The bulk density of hemp shiv is linked to the porosity of the particles and to the interparticular porosity. In this round robin test, bulk density of hemp shiv is measured in a cylindrical mould with a loose packing and without compaction. Four laboratories measured it with one mould and at one state (dry state or ambient relative humidity). The other laboratories studied the effect of the size of the mould on bulk density measurement at 23 °C, and relative humidity (RH) at 50%RH and also the effect of relative humidity on the bulk density of hemp shiv.
3 Material and sampling procedure
When hemp shiv is placed in a container, vibrations induce a segregation of the particles. The finest particles generally move towards the bottom of the container. When shiv is removed piecemeal from a container in order to make a sample, the coarser particles are generally removed first, while the finest remain at the bottom of the container. If the container is made of plastic, this effect is magnified due to electrostatic forces which stick the finest particles to the walls of the container.

## To-do list
[A] Why does a plastic container make the segregation of particles described in the passage on hemp shiv worse? Answer in one to three sentences.
[B] Pick out every line of the listing below that holds the word "stone". Case counts.

## Information provided

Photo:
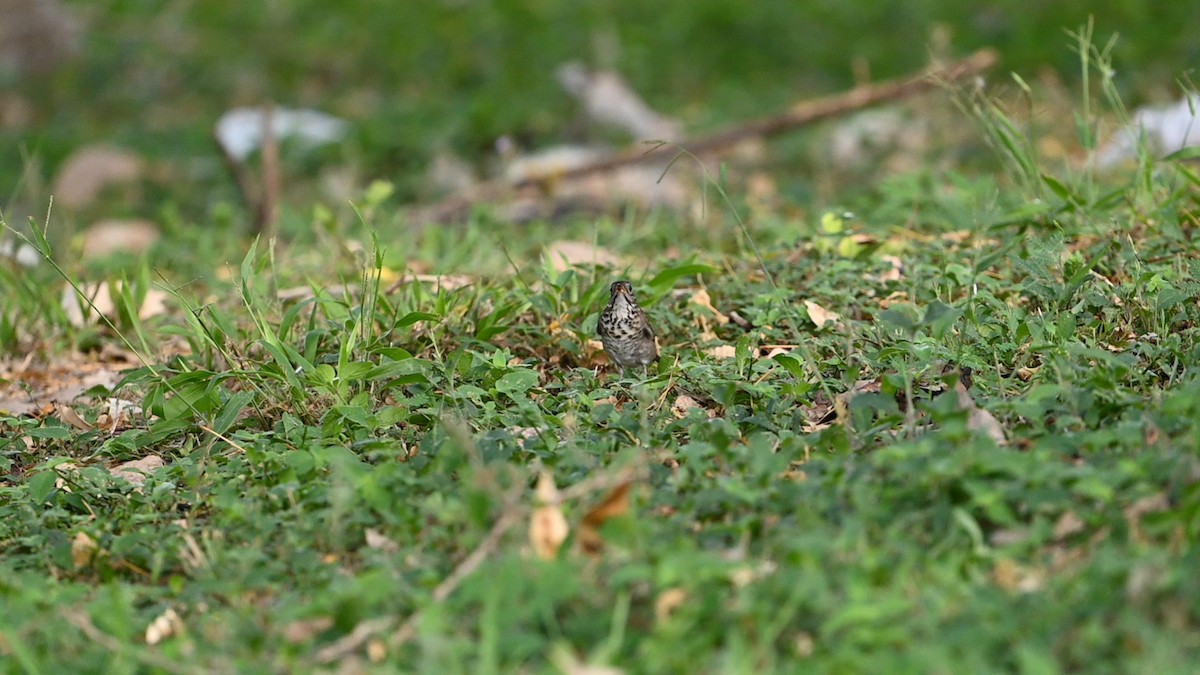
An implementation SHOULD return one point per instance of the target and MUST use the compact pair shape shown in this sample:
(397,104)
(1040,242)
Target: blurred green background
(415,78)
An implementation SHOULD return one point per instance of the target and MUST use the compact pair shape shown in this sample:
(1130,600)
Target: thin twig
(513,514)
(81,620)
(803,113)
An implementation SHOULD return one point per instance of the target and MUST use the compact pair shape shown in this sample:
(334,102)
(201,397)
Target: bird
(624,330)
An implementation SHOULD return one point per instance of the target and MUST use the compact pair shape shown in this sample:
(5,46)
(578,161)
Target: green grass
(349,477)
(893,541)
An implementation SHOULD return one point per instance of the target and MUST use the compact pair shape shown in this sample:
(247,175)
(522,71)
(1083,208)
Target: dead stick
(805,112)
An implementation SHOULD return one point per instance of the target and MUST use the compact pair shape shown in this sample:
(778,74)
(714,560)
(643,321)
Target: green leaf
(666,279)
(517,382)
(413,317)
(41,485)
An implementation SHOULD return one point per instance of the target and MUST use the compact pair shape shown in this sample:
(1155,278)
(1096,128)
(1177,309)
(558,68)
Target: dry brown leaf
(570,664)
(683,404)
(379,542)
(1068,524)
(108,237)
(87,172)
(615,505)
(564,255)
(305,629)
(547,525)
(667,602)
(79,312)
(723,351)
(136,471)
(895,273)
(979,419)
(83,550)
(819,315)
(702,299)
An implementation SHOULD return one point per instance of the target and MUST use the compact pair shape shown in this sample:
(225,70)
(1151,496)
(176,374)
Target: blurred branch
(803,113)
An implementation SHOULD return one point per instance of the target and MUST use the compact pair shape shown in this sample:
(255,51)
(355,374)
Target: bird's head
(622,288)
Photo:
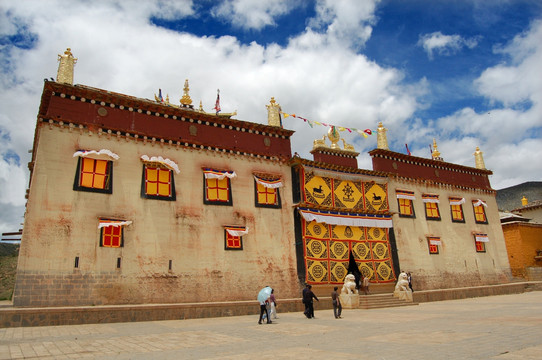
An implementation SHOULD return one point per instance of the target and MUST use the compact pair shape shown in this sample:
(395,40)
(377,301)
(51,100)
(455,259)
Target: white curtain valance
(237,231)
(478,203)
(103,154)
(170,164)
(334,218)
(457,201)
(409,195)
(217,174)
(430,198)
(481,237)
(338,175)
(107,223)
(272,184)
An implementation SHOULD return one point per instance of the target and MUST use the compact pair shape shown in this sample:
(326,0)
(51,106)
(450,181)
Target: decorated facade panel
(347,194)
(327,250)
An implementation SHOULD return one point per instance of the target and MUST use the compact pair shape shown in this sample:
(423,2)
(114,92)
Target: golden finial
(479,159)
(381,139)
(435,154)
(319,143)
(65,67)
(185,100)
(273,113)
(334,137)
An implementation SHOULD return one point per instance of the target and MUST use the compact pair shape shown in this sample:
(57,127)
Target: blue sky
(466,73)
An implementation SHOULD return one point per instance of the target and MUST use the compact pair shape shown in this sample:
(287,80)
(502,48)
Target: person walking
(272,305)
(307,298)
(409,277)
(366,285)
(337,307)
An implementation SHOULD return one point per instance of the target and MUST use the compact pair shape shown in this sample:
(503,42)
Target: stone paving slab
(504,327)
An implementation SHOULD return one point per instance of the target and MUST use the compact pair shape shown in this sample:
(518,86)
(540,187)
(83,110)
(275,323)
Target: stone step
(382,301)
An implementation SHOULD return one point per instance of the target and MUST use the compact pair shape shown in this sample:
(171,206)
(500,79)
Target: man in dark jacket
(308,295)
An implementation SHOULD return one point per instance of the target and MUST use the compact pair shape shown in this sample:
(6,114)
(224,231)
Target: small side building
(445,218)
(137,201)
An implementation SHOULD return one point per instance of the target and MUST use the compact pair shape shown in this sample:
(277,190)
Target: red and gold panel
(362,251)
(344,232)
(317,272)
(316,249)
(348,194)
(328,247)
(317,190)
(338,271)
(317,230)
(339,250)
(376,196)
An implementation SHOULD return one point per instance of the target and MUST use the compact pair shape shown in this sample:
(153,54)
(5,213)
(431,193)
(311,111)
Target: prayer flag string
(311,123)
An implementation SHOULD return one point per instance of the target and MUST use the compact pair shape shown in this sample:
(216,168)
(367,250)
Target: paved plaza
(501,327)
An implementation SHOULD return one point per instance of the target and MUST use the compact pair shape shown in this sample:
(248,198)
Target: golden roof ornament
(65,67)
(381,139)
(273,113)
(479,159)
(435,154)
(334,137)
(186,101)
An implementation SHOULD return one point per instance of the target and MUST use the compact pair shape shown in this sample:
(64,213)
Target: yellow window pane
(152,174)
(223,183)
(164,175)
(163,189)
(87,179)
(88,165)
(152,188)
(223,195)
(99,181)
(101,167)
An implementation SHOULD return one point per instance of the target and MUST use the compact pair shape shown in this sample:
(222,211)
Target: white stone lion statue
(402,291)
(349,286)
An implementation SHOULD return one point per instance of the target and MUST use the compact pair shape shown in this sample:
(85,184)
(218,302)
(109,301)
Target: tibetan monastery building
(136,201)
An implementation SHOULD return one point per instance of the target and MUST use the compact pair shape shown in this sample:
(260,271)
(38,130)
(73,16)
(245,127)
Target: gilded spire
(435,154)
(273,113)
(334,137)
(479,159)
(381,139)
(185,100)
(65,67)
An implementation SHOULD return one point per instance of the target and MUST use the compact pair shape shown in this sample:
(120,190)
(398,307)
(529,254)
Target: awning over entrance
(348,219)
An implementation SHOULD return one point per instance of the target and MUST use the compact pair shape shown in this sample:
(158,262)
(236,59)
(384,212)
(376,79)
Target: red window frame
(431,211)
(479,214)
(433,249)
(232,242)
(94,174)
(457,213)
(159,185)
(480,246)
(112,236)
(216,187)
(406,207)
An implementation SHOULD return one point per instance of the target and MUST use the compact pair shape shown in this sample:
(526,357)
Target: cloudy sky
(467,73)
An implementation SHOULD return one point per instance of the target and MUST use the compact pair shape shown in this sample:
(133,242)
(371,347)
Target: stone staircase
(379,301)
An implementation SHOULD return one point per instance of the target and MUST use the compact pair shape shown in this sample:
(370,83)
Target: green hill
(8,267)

## Answers per task
[A] In a plastic container, electrostatic forces stick the finest particles to the walls of the container, and this magnifies the segregation effect.

[B]
Target: stone paving slab
Target: stone step
Target: white stone lion statue
Target: stone staircase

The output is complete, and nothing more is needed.